**PROBLEM DESCRIPTION**
In the data that follows, find the line with "Target: small seashell"; transcribe it, every later line up to the one with "Target: wicker drawer panel", and that line as well, exactly and with no others.

Referring expression data
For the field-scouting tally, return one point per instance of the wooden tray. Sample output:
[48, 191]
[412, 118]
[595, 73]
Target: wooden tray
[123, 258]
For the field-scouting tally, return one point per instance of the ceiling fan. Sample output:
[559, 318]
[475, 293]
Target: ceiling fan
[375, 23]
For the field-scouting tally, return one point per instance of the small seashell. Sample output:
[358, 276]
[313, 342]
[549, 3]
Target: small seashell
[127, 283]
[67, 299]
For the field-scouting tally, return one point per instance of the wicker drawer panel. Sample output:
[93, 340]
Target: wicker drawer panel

* * *

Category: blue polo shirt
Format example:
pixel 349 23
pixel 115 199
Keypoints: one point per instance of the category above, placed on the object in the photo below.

**TASK ANSWER**
Target: small seashell
[127, 283]
[67, 299]
For the field-scouting tally, return one point per instance of the wicker drawer panel. Sample output:
[93, 340]
Target: wicker drawer panel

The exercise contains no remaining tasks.